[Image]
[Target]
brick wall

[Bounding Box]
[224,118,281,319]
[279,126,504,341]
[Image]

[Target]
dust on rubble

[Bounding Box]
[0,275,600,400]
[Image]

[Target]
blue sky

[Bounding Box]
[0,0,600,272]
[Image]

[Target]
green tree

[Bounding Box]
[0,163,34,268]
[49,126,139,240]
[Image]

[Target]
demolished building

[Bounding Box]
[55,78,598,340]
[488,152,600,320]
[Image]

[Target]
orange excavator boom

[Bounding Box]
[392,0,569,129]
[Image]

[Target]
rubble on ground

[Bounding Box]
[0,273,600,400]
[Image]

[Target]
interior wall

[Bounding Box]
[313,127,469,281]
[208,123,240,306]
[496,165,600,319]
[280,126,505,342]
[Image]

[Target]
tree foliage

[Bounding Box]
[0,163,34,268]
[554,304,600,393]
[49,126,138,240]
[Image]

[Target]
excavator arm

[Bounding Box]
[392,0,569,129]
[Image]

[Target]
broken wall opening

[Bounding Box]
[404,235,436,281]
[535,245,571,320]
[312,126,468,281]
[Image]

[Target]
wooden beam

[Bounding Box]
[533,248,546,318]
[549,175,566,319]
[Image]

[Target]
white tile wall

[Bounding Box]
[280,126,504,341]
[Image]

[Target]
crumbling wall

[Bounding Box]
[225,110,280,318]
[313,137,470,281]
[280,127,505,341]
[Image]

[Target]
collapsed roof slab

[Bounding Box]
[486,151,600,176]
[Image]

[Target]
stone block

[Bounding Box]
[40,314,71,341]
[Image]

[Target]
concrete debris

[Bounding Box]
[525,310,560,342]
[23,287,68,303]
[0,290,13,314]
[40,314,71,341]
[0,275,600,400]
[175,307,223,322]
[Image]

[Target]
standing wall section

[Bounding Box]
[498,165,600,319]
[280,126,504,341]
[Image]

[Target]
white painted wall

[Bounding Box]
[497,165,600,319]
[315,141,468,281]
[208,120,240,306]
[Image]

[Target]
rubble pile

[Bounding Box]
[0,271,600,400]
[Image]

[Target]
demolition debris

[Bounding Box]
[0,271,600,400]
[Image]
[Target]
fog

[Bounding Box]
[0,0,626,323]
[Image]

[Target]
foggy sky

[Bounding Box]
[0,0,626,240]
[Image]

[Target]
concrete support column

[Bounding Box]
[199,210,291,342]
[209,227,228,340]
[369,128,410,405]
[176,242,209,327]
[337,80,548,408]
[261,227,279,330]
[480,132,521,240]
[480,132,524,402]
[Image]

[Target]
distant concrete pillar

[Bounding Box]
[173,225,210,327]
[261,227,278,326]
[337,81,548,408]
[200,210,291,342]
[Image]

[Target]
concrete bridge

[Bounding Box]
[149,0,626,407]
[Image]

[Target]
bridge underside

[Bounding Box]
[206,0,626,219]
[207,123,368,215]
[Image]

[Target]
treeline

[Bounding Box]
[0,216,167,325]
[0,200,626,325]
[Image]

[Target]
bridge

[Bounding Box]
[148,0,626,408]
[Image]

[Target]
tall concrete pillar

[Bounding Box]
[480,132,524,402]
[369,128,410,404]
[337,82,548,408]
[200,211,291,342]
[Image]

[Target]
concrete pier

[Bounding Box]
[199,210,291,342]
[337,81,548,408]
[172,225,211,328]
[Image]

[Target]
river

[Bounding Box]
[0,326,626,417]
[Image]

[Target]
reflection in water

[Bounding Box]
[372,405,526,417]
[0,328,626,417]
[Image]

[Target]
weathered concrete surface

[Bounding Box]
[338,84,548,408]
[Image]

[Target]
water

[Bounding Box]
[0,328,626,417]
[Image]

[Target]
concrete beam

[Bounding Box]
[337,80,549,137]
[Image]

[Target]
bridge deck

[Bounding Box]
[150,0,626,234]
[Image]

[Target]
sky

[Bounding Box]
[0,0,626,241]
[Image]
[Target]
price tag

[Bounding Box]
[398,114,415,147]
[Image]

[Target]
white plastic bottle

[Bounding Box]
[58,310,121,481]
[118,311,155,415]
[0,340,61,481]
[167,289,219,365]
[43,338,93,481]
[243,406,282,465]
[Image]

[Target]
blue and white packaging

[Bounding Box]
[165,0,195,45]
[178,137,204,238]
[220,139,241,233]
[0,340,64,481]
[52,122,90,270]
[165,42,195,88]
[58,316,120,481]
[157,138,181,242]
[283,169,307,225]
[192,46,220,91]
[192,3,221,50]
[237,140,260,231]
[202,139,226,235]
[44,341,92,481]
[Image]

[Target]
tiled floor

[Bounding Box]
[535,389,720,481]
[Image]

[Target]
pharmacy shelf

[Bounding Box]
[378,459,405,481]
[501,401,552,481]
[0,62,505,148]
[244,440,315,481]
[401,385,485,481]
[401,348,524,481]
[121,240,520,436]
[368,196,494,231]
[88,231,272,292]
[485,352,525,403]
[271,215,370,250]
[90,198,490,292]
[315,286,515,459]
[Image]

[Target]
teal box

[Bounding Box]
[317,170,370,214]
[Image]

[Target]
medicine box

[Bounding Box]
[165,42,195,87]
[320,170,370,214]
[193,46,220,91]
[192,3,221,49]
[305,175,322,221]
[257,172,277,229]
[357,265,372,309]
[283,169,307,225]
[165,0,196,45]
════════════════════
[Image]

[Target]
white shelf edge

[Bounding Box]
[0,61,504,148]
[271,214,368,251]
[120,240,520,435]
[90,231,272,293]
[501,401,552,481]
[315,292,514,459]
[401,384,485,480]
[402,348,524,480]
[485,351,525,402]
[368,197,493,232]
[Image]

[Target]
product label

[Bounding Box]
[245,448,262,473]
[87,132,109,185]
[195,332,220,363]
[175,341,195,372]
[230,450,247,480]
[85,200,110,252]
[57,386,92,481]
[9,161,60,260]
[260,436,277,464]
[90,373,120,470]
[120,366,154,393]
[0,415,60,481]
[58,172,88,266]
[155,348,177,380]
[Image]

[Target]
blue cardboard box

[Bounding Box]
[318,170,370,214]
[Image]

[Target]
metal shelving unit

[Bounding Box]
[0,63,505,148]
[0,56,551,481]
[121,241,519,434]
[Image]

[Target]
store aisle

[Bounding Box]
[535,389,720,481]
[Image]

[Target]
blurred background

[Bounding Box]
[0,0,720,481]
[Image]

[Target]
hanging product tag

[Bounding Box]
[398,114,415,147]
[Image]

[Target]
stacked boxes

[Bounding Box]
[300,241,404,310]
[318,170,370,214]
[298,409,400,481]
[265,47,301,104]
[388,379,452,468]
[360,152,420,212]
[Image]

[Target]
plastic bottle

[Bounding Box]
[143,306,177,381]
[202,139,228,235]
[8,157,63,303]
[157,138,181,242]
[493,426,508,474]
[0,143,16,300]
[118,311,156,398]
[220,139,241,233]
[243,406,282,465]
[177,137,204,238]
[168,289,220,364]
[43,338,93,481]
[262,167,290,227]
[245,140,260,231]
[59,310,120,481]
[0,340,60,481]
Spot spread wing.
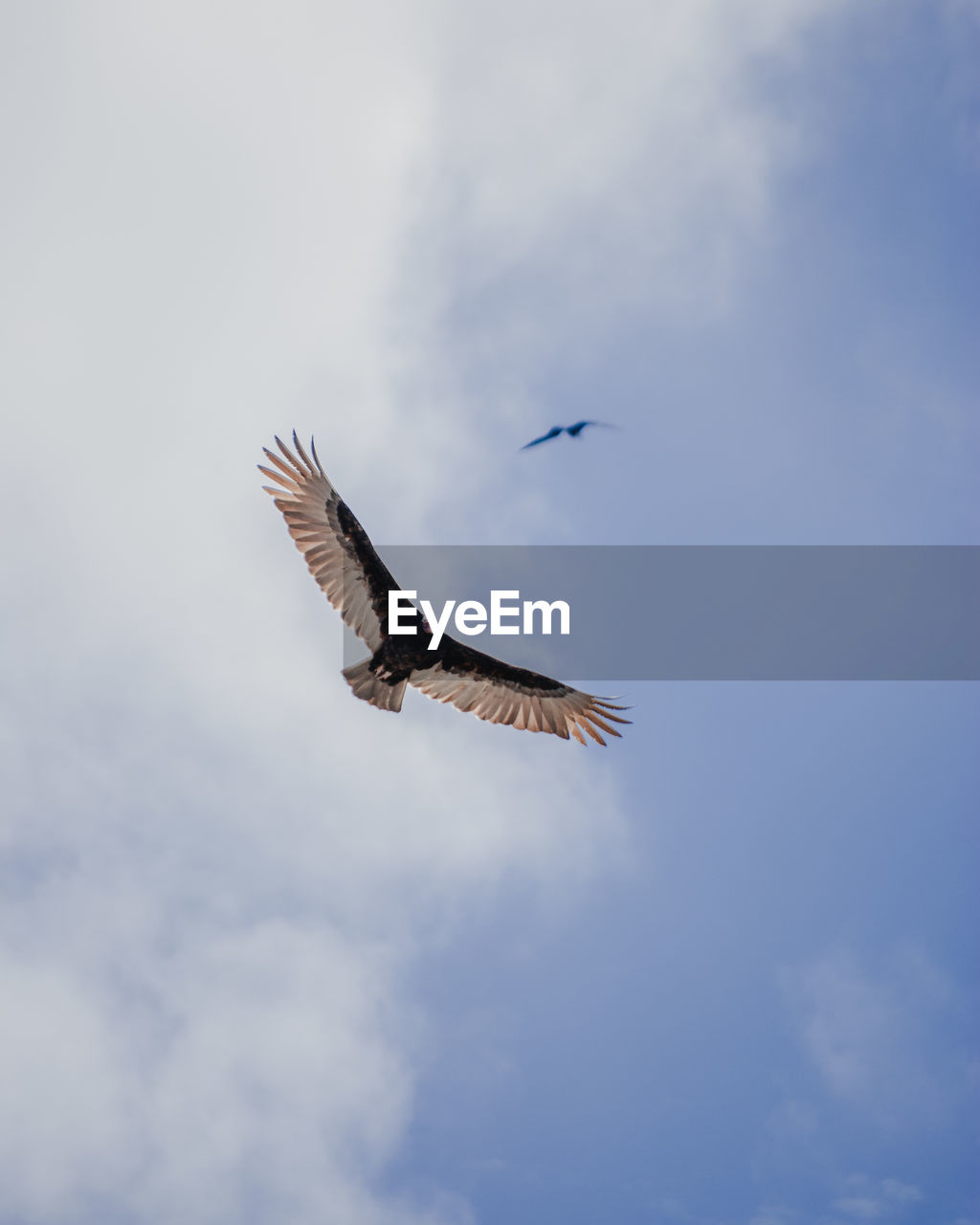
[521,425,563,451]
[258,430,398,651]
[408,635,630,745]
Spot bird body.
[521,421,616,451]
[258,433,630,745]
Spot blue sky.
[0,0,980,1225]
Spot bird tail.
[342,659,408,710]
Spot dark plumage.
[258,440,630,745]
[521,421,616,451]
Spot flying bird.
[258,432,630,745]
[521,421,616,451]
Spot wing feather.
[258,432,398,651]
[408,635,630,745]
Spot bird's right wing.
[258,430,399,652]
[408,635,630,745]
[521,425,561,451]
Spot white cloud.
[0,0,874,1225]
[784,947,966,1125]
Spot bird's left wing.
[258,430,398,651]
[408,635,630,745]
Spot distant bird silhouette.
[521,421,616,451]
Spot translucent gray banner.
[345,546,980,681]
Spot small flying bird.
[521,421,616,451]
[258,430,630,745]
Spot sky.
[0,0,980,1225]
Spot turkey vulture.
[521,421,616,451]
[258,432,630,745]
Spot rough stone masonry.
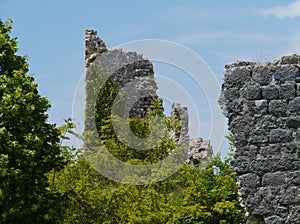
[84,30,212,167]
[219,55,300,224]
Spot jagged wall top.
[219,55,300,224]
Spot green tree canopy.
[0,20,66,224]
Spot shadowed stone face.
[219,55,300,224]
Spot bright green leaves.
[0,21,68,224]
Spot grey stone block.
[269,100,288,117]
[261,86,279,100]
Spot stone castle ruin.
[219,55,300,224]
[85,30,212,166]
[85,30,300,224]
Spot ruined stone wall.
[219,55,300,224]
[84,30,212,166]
════════════════════
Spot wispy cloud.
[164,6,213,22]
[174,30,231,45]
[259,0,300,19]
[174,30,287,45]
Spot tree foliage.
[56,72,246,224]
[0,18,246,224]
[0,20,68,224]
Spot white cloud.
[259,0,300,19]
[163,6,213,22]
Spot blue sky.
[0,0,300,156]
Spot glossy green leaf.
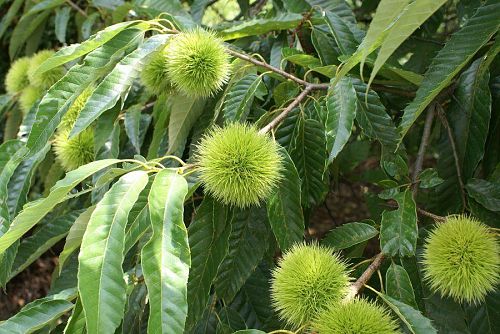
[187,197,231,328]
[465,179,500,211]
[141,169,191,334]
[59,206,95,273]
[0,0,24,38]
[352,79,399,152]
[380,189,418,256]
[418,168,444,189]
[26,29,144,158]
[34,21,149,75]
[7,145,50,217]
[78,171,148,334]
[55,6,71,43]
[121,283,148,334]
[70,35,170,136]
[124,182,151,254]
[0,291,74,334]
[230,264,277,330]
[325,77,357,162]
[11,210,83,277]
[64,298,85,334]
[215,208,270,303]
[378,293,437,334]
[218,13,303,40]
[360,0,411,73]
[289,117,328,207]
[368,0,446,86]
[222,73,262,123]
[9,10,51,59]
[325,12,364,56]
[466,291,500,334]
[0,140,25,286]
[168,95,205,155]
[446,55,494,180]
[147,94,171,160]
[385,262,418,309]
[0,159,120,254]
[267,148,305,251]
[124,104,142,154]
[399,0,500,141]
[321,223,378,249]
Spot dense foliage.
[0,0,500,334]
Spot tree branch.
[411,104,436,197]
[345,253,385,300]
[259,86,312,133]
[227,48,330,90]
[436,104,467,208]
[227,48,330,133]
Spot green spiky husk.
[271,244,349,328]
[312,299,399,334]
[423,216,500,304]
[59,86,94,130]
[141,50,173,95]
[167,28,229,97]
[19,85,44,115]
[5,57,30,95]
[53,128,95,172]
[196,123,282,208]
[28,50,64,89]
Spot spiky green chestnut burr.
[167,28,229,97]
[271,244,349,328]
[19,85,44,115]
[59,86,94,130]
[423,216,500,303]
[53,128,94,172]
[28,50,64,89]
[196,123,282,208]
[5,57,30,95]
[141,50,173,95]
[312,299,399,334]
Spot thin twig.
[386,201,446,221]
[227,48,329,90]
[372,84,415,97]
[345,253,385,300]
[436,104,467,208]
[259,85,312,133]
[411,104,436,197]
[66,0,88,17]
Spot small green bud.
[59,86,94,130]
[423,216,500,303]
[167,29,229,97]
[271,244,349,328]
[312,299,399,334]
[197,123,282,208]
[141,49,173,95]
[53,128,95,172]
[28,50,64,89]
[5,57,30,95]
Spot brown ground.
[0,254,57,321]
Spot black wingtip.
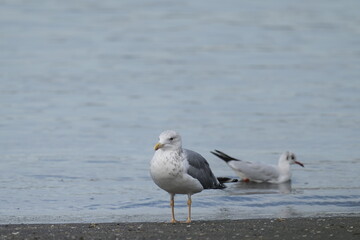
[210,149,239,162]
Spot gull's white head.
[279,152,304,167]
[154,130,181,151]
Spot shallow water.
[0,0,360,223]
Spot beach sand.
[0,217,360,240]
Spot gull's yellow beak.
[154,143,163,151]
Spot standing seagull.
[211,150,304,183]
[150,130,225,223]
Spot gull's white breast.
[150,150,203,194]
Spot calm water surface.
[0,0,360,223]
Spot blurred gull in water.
════════════════════
### EXERCISE DIRECTIONS:
Copy the rows from the line with "Spot small green bud." up to and including the line with "Spot blurred gull in water.", changing "Spot" to "Locate" and keeping everything else the same. Leave the pictures out.

### FINAL ANSWER:
Locate small green bud.
[59,86,94,130]
[423,216,500,303]
[167,29,229,97]
[271,244,349,328]
[312,299,399,334]
[197,123,282,208]
[141,49,173,95]
[53,128,95,172]
[28,50,64,89]
[5,57,30,95]
Locate brown ground.
[0,254,57,321]
Locate black wingtip.
[210,149,239,162]
Locate gull's white head.
[279,152,304,167]
[154,130,181,151]
Locate shallow water.
[0,0,360,223]
Locate beach sand.
[0,217,360,240]
Locate gull's yellow beak.
[154,143,163,151]
Locate standing seagull.
[211,150,304,183]
[150,130,225,223]
Locate gull's white breast.
[150,150,203,194]
Locate calm water surface.
[0,0,360,223]
Locate blurred gull in water.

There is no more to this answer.